#### [Exercise 1]
In the Janssen lawsuit excerpt, why did the whistleblowers call the company's marketing of Intelence misleading? Answer in one to three sentences.
#### [Exercise 2]
Summarize the Janssen lawsuit excerpt in two sentences.
#### [Exercise 3]
From the Janssen lawsuit excerpt, return everything from "The trial team" down to "Medicare and Medicaid.", copied word for word.
##### Selected extract #####
The whistleblowers also alleged the company was misleading in its marketing of Intelence by claiming the drug was safe and effective for once-a-day use for patients who hadn’t previously taken antiretroviral drugs used to treat HIV, while the label said patients who had previously taken such medication should take Intelence twice a day.
The trial team of five lawyers secured a $150 million jury verdict in June. The New Jersey jury determined Janssen products violated the federal FCA and 27 state statutes, and jurors found that Janssen submitted 159,574 false federal claims to Medicare and Medicaid.
##### Dataset excerpts #####
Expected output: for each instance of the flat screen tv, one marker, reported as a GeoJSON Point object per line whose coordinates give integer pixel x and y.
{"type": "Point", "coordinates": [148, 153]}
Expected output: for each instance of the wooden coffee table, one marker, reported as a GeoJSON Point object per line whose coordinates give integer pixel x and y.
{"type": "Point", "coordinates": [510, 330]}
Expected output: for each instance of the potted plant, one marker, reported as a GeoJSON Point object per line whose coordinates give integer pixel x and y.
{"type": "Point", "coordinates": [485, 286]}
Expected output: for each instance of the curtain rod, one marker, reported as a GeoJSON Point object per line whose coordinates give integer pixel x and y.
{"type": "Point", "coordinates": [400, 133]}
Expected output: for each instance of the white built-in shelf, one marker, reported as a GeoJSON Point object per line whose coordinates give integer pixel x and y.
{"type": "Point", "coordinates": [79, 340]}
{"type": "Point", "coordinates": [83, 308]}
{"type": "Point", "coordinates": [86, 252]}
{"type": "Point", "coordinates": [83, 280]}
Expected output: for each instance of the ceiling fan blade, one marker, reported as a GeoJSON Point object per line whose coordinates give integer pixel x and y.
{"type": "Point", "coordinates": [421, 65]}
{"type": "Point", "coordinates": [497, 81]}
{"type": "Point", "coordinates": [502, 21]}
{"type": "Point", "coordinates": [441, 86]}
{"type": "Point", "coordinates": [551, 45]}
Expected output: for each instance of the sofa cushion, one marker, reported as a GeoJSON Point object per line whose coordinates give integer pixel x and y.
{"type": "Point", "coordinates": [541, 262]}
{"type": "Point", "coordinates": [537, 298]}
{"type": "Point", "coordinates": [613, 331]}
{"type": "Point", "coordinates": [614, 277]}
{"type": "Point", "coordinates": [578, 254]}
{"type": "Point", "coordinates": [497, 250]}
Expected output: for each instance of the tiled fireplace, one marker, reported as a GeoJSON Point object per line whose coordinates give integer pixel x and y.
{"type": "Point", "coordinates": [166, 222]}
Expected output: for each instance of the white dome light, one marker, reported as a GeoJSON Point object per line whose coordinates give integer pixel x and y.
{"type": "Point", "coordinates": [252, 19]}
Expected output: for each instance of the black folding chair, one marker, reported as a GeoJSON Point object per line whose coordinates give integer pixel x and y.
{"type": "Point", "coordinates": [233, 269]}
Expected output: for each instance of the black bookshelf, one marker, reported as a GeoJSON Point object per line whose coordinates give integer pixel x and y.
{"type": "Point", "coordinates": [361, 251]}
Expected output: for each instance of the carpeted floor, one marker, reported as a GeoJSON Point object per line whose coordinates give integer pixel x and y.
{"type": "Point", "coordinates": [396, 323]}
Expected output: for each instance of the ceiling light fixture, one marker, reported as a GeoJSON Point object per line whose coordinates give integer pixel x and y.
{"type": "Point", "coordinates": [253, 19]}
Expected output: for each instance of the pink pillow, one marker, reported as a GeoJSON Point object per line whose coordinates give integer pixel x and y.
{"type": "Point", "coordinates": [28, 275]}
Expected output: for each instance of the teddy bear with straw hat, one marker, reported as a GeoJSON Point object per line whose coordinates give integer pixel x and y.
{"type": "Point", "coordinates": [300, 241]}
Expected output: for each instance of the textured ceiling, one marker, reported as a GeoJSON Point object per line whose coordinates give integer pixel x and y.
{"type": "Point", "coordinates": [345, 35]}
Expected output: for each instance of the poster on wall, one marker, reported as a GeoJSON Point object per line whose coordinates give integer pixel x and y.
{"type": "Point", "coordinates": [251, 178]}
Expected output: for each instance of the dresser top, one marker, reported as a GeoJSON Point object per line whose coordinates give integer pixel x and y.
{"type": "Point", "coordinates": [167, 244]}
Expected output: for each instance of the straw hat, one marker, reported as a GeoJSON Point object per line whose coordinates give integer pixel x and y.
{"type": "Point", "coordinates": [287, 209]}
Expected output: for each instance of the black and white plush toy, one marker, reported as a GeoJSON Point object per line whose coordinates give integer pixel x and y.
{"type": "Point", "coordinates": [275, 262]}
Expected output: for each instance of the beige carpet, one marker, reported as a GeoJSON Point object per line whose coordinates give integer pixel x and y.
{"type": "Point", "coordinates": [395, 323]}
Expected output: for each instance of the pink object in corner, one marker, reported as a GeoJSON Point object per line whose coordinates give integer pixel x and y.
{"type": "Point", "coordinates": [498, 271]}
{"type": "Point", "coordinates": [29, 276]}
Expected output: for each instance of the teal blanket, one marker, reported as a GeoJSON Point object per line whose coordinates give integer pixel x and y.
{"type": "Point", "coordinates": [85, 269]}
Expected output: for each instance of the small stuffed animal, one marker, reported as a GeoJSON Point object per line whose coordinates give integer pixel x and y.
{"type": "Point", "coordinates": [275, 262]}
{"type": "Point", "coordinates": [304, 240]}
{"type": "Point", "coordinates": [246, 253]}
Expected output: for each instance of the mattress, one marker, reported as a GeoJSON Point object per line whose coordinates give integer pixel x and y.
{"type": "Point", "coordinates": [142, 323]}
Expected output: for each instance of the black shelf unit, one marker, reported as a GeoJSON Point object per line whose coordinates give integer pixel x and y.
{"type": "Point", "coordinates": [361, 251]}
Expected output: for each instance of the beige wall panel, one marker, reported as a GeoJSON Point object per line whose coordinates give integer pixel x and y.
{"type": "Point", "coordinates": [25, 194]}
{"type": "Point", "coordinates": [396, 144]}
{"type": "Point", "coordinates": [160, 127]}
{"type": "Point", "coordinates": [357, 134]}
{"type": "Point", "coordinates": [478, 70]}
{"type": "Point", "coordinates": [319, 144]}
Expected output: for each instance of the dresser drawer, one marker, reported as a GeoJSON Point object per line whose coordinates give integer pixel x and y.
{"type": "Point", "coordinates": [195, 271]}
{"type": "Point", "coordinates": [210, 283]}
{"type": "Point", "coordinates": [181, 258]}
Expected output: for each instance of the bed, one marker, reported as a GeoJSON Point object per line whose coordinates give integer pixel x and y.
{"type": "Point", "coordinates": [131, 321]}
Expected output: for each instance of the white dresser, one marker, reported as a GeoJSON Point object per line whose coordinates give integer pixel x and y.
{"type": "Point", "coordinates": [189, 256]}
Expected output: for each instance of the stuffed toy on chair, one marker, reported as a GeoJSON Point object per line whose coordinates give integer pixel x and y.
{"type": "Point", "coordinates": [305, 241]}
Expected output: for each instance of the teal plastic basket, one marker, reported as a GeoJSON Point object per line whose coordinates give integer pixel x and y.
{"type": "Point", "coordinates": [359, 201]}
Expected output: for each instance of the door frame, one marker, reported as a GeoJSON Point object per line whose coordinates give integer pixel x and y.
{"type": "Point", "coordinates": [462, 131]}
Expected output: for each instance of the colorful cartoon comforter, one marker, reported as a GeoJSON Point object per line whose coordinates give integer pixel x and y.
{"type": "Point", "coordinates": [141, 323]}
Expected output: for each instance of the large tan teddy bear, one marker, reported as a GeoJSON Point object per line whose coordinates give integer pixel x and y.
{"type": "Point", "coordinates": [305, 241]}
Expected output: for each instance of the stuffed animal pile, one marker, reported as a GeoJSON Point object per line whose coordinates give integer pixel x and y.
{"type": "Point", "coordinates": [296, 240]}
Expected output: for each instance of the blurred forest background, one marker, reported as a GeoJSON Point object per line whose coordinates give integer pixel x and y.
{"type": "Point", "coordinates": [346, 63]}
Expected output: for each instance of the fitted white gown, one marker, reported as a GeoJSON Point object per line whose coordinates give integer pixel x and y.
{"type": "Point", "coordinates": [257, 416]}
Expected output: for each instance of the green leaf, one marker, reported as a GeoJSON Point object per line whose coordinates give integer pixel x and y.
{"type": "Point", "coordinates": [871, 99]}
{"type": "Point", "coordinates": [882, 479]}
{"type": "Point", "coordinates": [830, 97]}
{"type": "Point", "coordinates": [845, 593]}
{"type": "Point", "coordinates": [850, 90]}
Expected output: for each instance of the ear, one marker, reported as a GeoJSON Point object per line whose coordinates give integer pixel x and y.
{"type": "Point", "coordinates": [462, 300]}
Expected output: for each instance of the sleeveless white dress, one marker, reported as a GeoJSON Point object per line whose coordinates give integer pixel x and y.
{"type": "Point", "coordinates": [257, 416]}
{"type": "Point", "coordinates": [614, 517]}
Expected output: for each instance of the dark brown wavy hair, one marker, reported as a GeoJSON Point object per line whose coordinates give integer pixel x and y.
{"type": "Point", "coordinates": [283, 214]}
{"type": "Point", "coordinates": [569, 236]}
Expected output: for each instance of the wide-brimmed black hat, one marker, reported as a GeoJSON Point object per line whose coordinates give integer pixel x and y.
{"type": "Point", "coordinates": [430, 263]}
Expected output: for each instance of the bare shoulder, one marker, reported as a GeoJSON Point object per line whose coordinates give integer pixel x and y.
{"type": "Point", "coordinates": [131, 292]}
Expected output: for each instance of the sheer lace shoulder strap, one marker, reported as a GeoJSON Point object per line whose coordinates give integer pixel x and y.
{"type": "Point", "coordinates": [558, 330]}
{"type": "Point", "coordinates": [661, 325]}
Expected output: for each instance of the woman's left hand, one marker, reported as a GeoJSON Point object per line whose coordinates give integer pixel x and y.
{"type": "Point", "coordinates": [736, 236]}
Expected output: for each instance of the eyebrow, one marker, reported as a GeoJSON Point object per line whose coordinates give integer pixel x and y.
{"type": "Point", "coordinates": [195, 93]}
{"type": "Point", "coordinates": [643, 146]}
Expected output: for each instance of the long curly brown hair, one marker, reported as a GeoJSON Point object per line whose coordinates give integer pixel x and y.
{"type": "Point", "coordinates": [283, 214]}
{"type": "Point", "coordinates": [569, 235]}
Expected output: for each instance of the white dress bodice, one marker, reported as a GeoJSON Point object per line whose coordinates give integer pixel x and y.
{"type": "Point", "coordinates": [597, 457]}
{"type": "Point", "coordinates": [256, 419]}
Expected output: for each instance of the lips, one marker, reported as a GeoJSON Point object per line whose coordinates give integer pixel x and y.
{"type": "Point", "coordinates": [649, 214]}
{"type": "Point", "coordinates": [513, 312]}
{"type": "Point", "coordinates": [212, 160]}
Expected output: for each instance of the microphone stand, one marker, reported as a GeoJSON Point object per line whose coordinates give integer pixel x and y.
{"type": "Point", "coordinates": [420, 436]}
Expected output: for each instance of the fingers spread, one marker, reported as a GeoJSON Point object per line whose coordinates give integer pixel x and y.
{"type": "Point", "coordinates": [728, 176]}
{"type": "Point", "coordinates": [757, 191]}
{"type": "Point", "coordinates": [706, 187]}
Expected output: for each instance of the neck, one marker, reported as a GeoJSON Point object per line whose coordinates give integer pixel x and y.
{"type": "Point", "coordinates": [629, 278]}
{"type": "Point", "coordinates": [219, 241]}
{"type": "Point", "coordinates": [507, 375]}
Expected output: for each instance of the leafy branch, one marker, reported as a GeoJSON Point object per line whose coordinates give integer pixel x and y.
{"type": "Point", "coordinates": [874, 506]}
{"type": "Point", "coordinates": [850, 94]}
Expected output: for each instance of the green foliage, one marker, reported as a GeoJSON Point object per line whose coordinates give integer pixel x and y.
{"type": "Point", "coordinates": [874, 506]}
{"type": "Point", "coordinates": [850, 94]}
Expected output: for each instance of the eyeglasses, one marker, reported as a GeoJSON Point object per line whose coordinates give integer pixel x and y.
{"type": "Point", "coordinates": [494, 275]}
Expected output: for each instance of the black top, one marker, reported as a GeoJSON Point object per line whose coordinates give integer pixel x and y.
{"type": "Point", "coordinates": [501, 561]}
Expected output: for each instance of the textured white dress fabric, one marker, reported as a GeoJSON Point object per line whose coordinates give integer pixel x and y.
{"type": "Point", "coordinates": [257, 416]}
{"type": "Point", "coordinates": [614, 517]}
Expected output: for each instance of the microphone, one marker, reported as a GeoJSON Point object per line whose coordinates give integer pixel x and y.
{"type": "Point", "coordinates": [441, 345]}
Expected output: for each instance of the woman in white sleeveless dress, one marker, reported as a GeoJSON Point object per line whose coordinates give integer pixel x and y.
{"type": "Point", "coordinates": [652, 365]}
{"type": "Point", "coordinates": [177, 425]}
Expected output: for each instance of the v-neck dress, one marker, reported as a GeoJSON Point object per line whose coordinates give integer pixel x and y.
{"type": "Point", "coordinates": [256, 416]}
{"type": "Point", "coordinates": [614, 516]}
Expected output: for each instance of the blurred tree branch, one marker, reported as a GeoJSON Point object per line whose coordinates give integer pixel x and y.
#####
#### [Response area 1]
The company claimed Intelence was safe and effective taken once a day by patients who hadn't previously taken antiretroviral drugs used to treat HIV. The label, however, said patients who had previously taken such medication should take Intelence twice a day.

#### [Response area 2]
Whistleblowers alleged that Janssen's marketing of Intelence was misleading because it promoted once-a-day use for patients new to antiretroviral HIV drugs, while the label said patients who had previously taken such medication should take the drug twice a day. In June, a New Jersey jury returned a $150 million verdict, finding that Janssen products violated the federal FCA and 27 state statutes and that the company submitted 159,574 false federal claims to Medicare and Medicaid.

#### [Response area 3]
The trial team of five lawyers secured a $150 million jury verdict in June. The New Jersey jury determined Janssen products violated the federal FCA and 27 state statutes, and jurors found that Janssen submitted 159,574 false federal claims to Medicare and Medicaid.